> _Description of the task_
From the first line to the last, repeat the data exactly and drop the pictures.

> _Extracted data_
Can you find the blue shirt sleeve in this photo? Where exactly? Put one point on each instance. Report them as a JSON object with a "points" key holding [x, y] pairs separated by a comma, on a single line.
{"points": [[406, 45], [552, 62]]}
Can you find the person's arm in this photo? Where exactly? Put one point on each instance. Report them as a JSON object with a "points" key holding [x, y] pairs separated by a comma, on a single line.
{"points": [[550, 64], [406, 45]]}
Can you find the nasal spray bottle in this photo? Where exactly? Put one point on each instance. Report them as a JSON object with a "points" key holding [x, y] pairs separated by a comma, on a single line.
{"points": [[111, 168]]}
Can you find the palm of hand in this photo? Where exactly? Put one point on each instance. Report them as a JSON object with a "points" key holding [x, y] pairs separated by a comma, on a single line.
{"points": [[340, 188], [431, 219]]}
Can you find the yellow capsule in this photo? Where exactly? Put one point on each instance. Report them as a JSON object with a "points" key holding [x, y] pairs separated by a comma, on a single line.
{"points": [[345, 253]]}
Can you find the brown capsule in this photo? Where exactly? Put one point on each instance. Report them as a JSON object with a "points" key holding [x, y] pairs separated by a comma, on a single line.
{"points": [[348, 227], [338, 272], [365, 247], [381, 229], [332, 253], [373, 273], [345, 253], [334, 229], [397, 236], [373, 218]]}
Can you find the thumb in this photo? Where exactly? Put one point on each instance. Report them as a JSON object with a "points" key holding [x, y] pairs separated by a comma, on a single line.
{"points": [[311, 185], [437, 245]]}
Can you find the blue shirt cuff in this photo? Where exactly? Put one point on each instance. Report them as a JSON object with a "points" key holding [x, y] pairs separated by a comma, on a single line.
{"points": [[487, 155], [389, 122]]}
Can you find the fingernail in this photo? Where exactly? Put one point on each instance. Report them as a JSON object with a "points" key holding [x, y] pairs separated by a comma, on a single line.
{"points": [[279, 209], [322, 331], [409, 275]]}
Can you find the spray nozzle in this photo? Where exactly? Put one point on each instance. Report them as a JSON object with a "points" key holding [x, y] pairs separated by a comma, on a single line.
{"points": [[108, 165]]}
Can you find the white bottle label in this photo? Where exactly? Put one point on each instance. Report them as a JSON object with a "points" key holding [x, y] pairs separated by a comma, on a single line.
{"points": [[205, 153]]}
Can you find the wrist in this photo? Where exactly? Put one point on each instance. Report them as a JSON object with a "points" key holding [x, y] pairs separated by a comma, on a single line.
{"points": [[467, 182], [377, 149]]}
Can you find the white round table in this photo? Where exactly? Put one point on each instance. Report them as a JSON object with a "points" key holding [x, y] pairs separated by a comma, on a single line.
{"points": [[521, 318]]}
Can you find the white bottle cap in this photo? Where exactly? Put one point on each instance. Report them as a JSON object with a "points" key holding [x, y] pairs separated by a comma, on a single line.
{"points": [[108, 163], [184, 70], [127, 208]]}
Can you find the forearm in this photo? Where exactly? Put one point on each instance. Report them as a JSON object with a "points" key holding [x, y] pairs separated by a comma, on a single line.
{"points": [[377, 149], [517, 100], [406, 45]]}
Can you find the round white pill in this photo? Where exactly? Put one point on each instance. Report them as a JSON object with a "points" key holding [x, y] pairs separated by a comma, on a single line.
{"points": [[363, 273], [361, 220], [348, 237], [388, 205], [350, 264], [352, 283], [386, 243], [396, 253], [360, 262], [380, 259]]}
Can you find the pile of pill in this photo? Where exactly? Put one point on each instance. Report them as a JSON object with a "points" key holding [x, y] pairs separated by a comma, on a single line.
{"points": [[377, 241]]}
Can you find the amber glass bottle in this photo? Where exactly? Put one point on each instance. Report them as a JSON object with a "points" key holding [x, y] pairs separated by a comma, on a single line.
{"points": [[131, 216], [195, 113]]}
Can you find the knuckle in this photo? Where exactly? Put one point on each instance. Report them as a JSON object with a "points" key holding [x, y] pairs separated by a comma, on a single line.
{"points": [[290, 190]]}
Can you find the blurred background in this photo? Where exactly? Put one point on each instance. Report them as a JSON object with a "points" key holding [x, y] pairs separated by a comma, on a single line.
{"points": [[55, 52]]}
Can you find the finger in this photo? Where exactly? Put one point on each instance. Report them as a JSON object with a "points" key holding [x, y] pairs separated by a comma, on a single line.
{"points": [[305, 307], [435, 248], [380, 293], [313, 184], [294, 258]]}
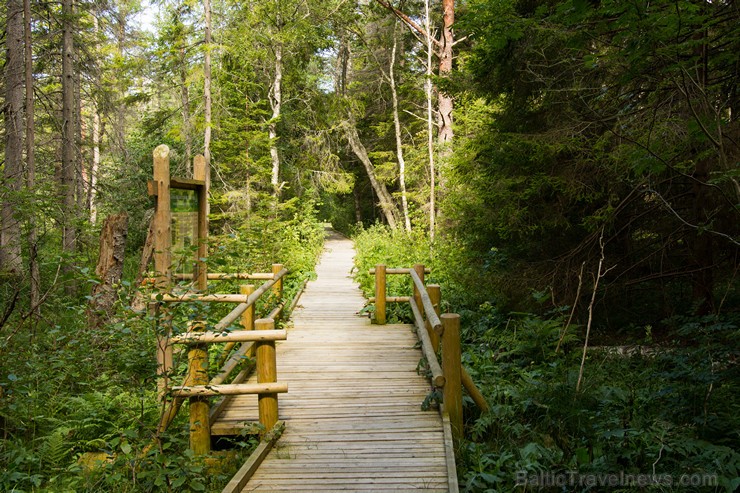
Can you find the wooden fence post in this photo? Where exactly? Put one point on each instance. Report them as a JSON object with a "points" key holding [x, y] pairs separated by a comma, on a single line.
{"points": [[248, 315], [162, 227], [200, 428], [435, 294], [200, 173], [451, 367], [380, 292], [277, 288], [419, 268], [267, 373]]}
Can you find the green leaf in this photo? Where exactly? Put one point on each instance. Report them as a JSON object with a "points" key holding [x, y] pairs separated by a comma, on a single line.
{"points": [[197, 486]]}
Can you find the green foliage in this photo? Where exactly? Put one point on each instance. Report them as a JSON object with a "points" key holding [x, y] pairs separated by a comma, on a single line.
{"points": [[671, 409]]}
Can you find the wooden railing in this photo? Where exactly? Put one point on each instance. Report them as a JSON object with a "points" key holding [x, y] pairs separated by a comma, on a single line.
{"points": [[437, 332], [255, 339]]}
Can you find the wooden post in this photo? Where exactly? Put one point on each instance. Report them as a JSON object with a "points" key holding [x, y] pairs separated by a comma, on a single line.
{"points": [[199, 173], [380, 294], [200, 428], [162, 227], [248, 315], [435, 294], [277, 288], [419, 268], [162, 218], [451, 364], [267, 373]]}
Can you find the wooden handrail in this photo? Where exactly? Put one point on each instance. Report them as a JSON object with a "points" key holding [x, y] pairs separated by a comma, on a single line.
{"points": [[392, 299], [230, 389], [427, 270], [211, 337], [431, 315], [233, 361], [438, 378], [248, 338], [204, 298], [234, 276], [251, 299]]}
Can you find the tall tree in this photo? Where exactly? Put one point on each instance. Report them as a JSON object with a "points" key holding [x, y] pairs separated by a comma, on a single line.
{"points": [[428, 89], [35, 275], [207, 85], [10, 231], [69, 166], [444, 51]]}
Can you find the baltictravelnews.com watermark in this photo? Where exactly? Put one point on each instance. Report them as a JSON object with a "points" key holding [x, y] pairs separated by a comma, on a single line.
{"points": [[615, 480]]}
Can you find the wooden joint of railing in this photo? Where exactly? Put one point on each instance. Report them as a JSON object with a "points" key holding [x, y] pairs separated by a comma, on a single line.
{"points": [[211, 337], [392, 299], [452, 368], [438, 378], [229, 389], [380, 294], [427, 270], [426, 302], [266, 374]]}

> _Exercise result_
Can you find the blue shirt sleeve in this photo? Where exactly? Put one point on each instance. Report them as a JSON object with a "points" key holding [x, y] pairs separated by a comma, on a single line.
{"points": [[406, 45], [552, 62]]}
Can you find the person's arm in this photo? Where exactly? Put one point on each instance. Report them as a JSON object with a "points" key holding [x, y] pairs separated by a comma, on a single line.
{"points": [[550, 64], [406, 45]]}
Can you find the nasal spray bottle in this photo? Where exactly? Put one point on each instance. Report them as a JSON object with a "points" key holding [x, y] pairs separated by a comma, on a single line.
{"points": [[111, 168]]}
Can you find the palm of hand in this photo? Where exactly? Put one point on each instance. Report them as a JSON object with a "points" key holding [x, y] pairs separated by a comma, on a single line.
{"points": [[340, 188], [431, 219]]}
Can you find the yellow capsule in this photo? Where exactly? Put one point on each instance. Report them as a JSON object with a "points" key holding [x, y] pairs separated by a comma, on a single line.
{"points": [[345, 253]]}
Can you find the brown capsule in this photo? Where exactly? Put one point on each instance. Report them as a JSON object with a "points" key holding [x, y] pairs separated by a comma, on a single line.
{"points": [[348, 227], [338, 272], [365, 247], [381, 229], [332, 253], [373, 273], [345, 253], [334, 229], [397, 236], [373, 218]]}
Can you find the thumb in this photo? Where exactly? Put one point on each instance. Report them as a JSON object with a "points" key holding [x, y] pairs separated by a comma, on a single line.
{"points": [[311, 185], [437, 245]]}
Can you find the blue shirt cuff in this photo? Where exactly? Put one point on each instance. Report them as a JSON object with a "points" key holding [x, y] pairs separated by a comma, on a single line.
{"points": [[487, 155], [389, 122]]}
Can you find the fingernail in this photo? Where exactly? Put one point on each instance. Report them as a JSON object with a "points" key holding [x, y] pairs separated by a comma, on a single line.
{"points": [[279, 209], [322, 331], [409, 275]]}
Can you find the spray nozzle in this photo? Where exactly? Put one point on each instance. Report them as a JSON object with a "points" key holding [x, y] pairs separated by a comma, on a single line.
{"points": [[108, 165]]}
Can you find the white bottle label in this photo? Where exactly? Put one point on each instance. Report them as a JSON object with a "points" key holding [x, y] pairs separated by a comma, on a single line.
{"points": [[205, 153]]}
Can you find the wrist in this photo? Where exactly? Put one point on each instance. Report them as a JSON object with a "points" key holding [x, y] pairs separated by a comma, on a single line.
{"points": [[467, 182], [377, 149]]}
Can you find the white round table in this photo? Where exactly? Put one point on each instance. Report them as a JSON object with a "points" key holding [x, y] pairs separated by a comma, on a single line.
{"points": [[521, 318]]}
Can you find the white bottle cap in this photo? Where exactly? Put one point on each instance. Report them as a JSON object with a "points" key holding [x, y] pairs separated by a comma, on a single line.
{"points": [[108, 163], [184, 70], [127, 208]]}
Can you find the forearm in this photo? Where exactly? Put one point on each instance. Report them as a JSON object with a "points" key holding [x, y] pairs separated by a comma, on a single line.
{"points": [[377, 149], [517, 100], [406, 45]]}
Can you find the round white pill in this photo? Where exactly? Put one point on each instance. Report them as a JSON object with a "points" key holding [x, y] pairs separated by a comma, on a single line.
{"points": [[363, 273], [361, 220], [348, 237], [388, 205], [350, 264], [352, 283], [386, 243], [396, 253], [360, 262], [380, 259]]}
Can you find the pile of pill in this photo? Where exactly? Put one point on each instance. Report them as a JSON object with a "points" key holding [x, y] pairs separated by a comma, on a single line.
{"points": [[377, 241]]}
Can you find the amber glass bottle in this photo? Where exactly? Put one point on each instance. Report them as a JSON object with a "points" key holding [x, y] pairs separated by a comma, on a single line.
{"points": [[131, 216], [195, 113]]}
Can you find the knuckle in this photo? Where exactly? Put one point on each instance. Report them as a JSON object with a "points" key holding [x, y] pairs separated by a comma, on a single line.
{"points": [[290, 190]]}
Can you find the blurred background in this photo? Where exactly? Put one point on each instance. Report them as a JSON object with a "points" key holding [x, y] pairs separated by a comma, on a single line.
{"points": [[55, 52]]}
Can you find the finger in this photo? Where exactly? Put one point on each instance. Report them as a JSON object with a "points" key holding [x, y] pairs separated by a comma, on a single line.
{"points": [[305, 307], [435, 248], [380, 293], [313, 184], [294, 258]]}
Can you find the wooden fence post in this photo? Where exactly? Put one point on each instance. Report them as a JSON object with a "points" key holding [x, y] pairs separated by a comma, on a single line.
{"points": [[248, 315], [162, 227], [200, 428], [435, 294], [200, 173], [451, 367], [380, 292], [277, 288], [419, 268], [267, 373]]}
Can you find the green leaf in this photo? Where exactly? Put one point on each instance. Report them as a JSON object with a "points" key holding [x, y] pairs separated by a comma, on a single line.
{"points": [[197, 486]]}
Can you find the green foliage in this photo? Where exactly? Put one point on each instance. Report them as a JSON object with a "points" key holding [x, y] pairs separated by a comma, on a single line.
{"points": [[671, 409]]}
Can you find the wooden railing in this photo? Where exactly? Put one point on each instance. Report them as a JSON object with a "points" key holding [x, y] pairs separated by a comma, on a single line.
{"points": [[437, 332], [255, 339]]}
Can you find the wooden post in this photo? Where exactly? Put one point on each instance. Report them as a JSON object with a "points" key holding [x, y] pairs separated by a comma, on a single line.
{"points": [[199, 173], [380, 294], [200, 428], [162, 227], [248, 315], [435, 294], [277, 288], [419, 268], [162, 218], [451, 364], [267, 373]]}
Can you find the wooden handrail in this photo? Where exactly? Put one point on each instance. Report them as a JSON object with a "points" key holding [x, y] pairs separated by a comma, on a single line.
{"points": [[392, 299], [230, 389], [427, 270], [211, 337], [431, 315], [233, 361], [438, 378], [248, 338], [204, 298], [234, 276], [251, 299]]}
Can you find the tall tree in this photo? Where exactly? Put one point on each instance. Report them as a JSON object with a "points" key holding [x, y] pairs separated by a comma, on a single line.
{"points": [[428, 89], [35, 275], [207, 85], [10, 231], [69, 166], [444, 51]]}
Can you find the baltictravelnews.com watermark in this photo? Where exactly? Put one point on each instance. Report them as a JSON object with a "points" key holding [x, y] pairs separated by a comma, on a single line.
{"points": [[615, 480]]}
Can you find the wooden joint of railing in this photo? Where exactly? Put one point on each instance. Report them as a JSON object with a "points" key holding [x, y] pairs separated by a comma, on a single line.
{"points": [[211, 337], [392, 299], [452, 368], [438, 378], [229, 389], [380, 294], [427, 270], [426, 302], [266, 374]]}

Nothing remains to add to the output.